Problem set:
• 1. Write out the passage of the SICP text starting at "Scheme is a model" and ending at "n) (square n2)))".
• 2. Mark each statement yes or no according to the SICP text, and quote the words of the text that decide it: (a) the writer's copy of SICP was a gift from their mom; (b) SICP made the writer love mathematics less; (c) the text calls interpreters/DSLs and compilers the ultimate abstraction.

Source extract:
Personal experience with SICP

The book “Structure and Interpretation of Computer Programs” was one of my favorite experiences I have had in the past 10 years. My copy of SICP is also very special because my mom gave it to me. The way it was written and how it uses mathematics made a huge impression on me. I got my mind blown a few times and I cried of joy while reading a few parts. It was such an amazing experience. SICP also made me love mathematics more and it helped me realize how deep computer science is. The way the authors of SICP described higher order procedures – e.g., how higher order procedures elevate the conceptual level of a given program – was a tremendously meaningful experience for me. So, in other words Scheme and SICP helped me appreciate computer science. In addition, my SICP studies helped me understand that interpreters/DSLs and compilers are the ultimate abstraction which is key for controlling complexity.

SICP’s important lessons

Lesson 1: The Scheme Programming language

Scheme is a model of computation

I think the Scheme programming language is such a profound language; Scheme is an extension of the lambda calculus which essentially means that Scheme can be seen as a model of computation. The lambda calculus models all non imperative constructs of programming languages as applications of functions and specifies with axioms the semantics of these expressions. I think the key idea here is the substitution model of computation. Consider the following:

(define (multiply-squares n n2) (* (square n) (square n2)))
(define (square n) (* n n))

;; substitution model

(multiply-squares 3 4)
;; evaluates to
(* (square 3) (square 4))
;; evaluates to
(*  (* 3 3) (* 4 4))
;; evaluates to
(* 9 16)
;; evaluates to
144

In the above example we evaluated the expression (multiply-squares 3 4) - then each expression is replaced by an expression that is equivalent via an axiom of the lambda calculus. Another example of the substitution model is the the evaluation of a recursive function that generates a recursive process whereby a chain of expressions is built up and whereby the chain of expressions then contracts as expressions get evaluated. Here is the Scheme example:

(define (factorial n)

Collected material:
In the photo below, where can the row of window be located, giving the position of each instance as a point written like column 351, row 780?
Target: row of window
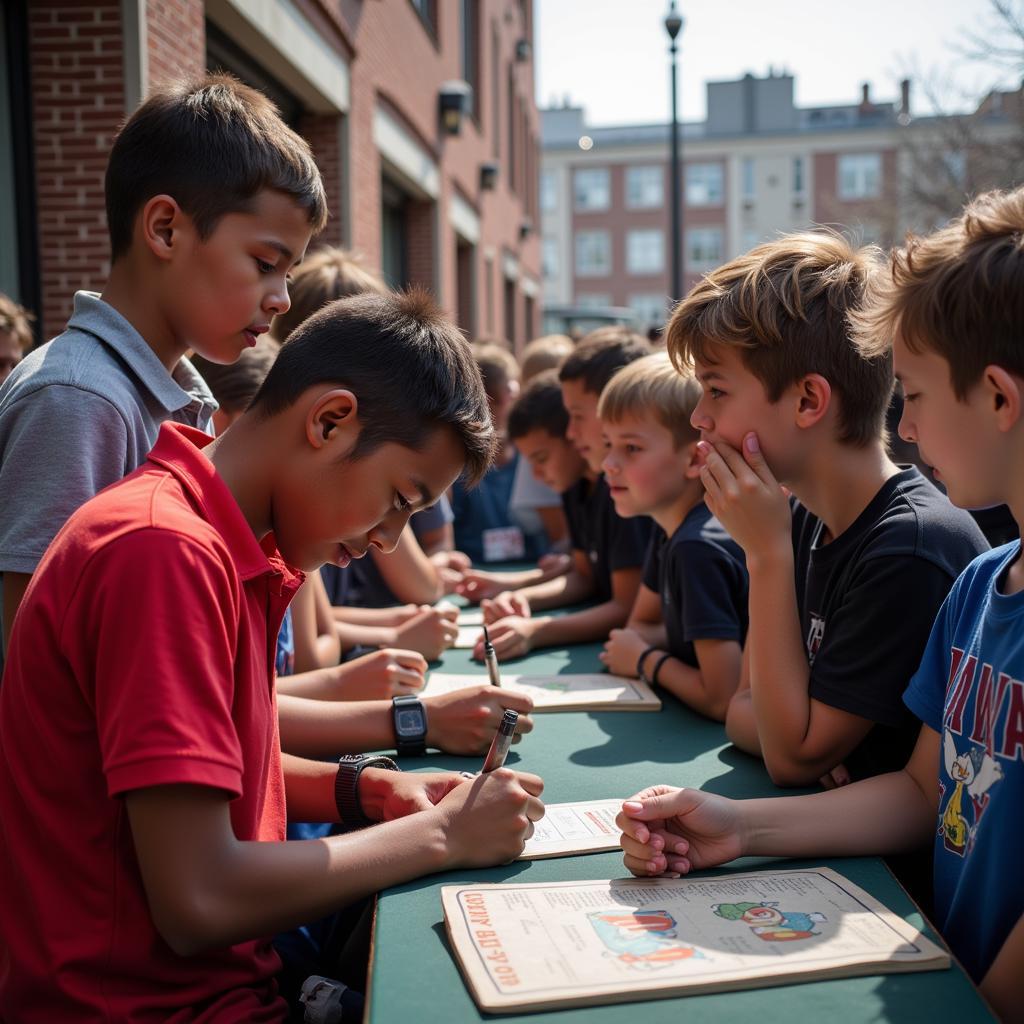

Answers to each task:
• 1.
Scheme is a model of computation

I think the Scheme programming language is such a profound language; Scheme is an extension of the lambda calculus which essentially means that Scheme can be seen as a model of computation. The lambda calculus models all non imperative constructs of programming languages as applications of functions and specifies with axioms the semantics of these expressions. I think the key idea here is the substitution model of computation. Consider the following:

(define (multiply-squares n n2) (* (square n) (square n2)))

• 2.
(a) Yes: "My copy of SICP is also very special because my mom gave it to me."
(b) No: "SICP also made me love mathematics more"
(c) Yes: "interpreters/DSLs and compilers are the ultimate abstraction"